Records to process

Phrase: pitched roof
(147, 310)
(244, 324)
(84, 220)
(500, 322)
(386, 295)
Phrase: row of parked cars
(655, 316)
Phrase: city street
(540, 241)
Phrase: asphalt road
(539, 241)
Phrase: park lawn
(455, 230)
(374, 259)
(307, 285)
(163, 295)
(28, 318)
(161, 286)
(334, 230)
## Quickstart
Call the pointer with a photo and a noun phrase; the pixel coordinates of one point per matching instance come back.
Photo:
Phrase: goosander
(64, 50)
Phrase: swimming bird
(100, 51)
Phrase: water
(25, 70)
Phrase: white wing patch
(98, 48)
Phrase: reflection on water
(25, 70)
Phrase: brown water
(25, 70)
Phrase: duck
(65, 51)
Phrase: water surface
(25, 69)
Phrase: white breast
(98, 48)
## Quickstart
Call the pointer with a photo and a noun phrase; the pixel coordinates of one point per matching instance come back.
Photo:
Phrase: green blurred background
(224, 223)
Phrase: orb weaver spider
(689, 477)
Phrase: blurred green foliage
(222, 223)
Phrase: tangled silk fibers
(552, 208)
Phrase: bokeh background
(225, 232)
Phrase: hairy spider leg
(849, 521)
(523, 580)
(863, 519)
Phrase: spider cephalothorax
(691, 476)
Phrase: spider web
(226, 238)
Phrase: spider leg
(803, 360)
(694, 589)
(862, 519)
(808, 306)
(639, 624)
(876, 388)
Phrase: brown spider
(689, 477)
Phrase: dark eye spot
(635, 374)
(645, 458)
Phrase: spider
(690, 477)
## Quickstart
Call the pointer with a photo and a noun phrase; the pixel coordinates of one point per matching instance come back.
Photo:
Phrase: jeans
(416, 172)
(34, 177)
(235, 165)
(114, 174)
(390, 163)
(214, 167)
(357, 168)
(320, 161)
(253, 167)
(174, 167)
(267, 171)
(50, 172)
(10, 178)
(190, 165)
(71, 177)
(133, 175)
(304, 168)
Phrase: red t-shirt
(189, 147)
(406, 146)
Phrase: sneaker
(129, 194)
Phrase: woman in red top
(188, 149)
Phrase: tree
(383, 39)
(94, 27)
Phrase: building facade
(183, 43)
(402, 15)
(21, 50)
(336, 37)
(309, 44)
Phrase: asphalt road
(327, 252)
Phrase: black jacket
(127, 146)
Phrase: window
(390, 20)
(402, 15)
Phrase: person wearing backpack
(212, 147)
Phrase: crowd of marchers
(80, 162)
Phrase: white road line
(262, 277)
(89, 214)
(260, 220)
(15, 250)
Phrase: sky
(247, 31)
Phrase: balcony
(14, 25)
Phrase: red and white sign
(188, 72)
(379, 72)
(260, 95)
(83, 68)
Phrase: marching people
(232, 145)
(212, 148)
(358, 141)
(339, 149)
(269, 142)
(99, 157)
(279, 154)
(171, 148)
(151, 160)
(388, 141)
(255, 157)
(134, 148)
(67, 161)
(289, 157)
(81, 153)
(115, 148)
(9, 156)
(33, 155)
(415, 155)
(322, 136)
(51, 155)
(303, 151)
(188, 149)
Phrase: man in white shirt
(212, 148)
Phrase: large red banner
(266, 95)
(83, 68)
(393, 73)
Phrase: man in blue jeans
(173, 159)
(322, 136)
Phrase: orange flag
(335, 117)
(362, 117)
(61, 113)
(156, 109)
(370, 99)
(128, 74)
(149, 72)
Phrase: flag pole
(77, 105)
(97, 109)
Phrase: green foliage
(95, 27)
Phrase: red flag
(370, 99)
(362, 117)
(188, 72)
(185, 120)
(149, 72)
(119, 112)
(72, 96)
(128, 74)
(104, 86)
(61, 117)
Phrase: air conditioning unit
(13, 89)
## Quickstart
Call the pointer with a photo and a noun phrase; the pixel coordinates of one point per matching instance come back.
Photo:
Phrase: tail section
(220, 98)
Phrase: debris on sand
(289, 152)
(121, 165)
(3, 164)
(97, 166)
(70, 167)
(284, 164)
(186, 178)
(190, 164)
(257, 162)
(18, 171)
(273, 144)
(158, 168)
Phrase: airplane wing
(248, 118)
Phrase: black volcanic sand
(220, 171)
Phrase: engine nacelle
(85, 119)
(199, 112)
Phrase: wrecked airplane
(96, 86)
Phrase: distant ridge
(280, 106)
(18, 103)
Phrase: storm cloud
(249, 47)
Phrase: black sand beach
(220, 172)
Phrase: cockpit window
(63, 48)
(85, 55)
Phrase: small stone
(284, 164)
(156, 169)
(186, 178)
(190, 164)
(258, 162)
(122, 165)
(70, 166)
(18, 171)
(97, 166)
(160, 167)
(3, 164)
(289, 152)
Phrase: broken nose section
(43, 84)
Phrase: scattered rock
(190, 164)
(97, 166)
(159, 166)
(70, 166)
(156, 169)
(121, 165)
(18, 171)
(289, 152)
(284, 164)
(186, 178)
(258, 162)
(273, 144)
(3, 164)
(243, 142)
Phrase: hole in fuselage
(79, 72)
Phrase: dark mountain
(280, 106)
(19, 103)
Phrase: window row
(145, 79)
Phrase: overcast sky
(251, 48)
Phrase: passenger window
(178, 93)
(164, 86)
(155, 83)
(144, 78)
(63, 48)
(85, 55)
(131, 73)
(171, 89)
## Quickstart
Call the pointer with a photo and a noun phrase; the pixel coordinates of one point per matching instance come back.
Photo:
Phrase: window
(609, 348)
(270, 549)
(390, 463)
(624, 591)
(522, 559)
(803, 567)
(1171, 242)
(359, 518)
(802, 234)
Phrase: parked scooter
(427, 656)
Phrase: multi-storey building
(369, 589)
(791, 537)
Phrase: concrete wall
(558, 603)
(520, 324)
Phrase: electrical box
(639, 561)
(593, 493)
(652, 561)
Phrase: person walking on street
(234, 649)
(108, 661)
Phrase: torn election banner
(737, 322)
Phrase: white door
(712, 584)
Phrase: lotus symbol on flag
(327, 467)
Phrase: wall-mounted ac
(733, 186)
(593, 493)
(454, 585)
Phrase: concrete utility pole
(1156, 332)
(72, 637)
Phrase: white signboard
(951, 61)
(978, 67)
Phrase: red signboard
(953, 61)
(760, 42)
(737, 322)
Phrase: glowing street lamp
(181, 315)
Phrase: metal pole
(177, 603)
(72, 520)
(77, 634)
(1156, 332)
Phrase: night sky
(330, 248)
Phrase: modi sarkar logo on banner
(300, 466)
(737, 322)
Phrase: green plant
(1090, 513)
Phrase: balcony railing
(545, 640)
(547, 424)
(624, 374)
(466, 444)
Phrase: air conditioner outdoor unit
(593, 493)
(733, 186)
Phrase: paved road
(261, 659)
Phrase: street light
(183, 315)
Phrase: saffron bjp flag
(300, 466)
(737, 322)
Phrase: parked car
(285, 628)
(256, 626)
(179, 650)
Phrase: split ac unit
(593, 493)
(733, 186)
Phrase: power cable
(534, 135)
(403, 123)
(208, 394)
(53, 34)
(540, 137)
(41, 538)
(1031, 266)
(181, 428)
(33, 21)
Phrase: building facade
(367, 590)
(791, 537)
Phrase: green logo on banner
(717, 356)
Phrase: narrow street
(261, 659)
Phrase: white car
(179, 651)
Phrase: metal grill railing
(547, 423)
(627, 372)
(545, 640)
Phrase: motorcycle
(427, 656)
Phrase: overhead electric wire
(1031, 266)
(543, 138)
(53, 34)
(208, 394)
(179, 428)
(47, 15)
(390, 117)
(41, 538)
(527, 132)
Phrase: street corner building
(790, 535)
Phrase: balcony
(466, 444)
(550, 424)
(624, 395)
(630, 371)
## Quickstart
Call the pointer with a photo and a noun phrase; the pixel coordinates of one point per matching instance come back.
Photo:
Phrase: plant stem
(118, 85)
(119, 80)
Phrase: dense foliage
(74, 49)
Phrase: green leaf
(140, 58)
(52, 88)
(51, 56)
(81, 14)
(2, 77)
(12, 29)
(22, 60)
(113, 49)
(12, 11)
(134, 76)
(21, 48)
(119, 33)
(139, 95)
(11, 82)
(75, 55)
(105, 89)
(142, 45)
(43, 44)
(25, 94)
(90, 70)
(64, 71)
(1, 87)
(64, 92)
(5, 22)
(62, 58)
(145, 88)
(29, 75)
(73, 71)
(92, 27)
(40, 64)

Exercise details
Set down, word for word, every line from the line that holds "Phrase: street light" to the end of the entries above, including both ends.

Problem solution
Phrase: street light
(183, 315)
Phrase: saffron bjp flag
(300, 466)
(737, 322)
Phrase: parked car
(285, 628)
(256, 626)
(179, 650)
Phrase: split ac unit
(593, 493)
(733, 186)
Phrase: power cable
(534, 135)
(403, 123)
(208, 394)
(53, 34)
(540, 137)
(41, 538)
(1031, 266)
(181, 428)
(33, 21)
Phrase: building facade
(367, 590)
(791, 537)
Phrase: green logo on banner
(717, 356)
Phrase: narrow street
(261, 659)
Phrase: white car
(179, 651)
Phrase: metal grill railing
(547, 423)
(627, 372)
(545, 640)
Phrase: motorcycle
(427, 656)
Phrase: overhead electric wire
(1031, 266)
(543, 138)
(53, 34)
(208, 394)
(179, 428)
(47, 15)
(390, 117)
(41, 538)
(527, 132)
Phrase: street corner building
(790, 535)
Phrase: balcony
(466, 444)
(550, 424)
(624, 395)
(630, 371)
## Quickstart
Call the pointer with a photo and a noun phrase; the pixel coordinates of one point per matching instance come back.
Photo:
Phrase: plant stem
(118, 85)
(119, 80)
Phrase: dense foliage
(74, 49)
Phrase: green leaf
(140, 58)
(52, 88)
(51, 56)
(81, 14)
(2, 77)
(12, 29)
(22, 60)
(113, 49)
(12, 11)
(134, 76)
(21, 48)
(119, 33)
(139, 95)
(11, 82)
(75, 55)
(105, 89)
(142, 45)
(43, 44)
(25, 94)
(90, 70)
(64, 71)
(1, 87)
(64, 92)
(5, 22)
(62, 58)
(145, 88)
(29, 75)
(73, 71)
(92, 27)
(40, 64)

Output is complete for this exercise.